[WHAT YOU WILL DO] Transcribe the records in full, keeping every word exactly as given.

─── DATA PROVIDED ───

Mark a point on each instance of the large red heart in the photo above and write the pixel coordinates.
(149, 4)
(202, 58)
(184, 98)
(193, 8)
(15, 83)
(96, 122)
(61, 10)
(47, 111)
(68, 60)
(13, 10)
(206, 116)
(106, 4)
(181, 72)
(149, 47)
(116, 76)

───

[EXERCISE RESULT]
Mark a point on each instance of the large red heart in the photo above and write the pixel coordinates.
(149, 4)
(202, 58)
(184, 98)
(193, 8)
(15, 83)
(96, 122)
(61, 10)
(47, 111)
(68, 60)
(13, 10)
(206, 116)
(106, 4)
(181, 72)
(149, 47)
(116, 76)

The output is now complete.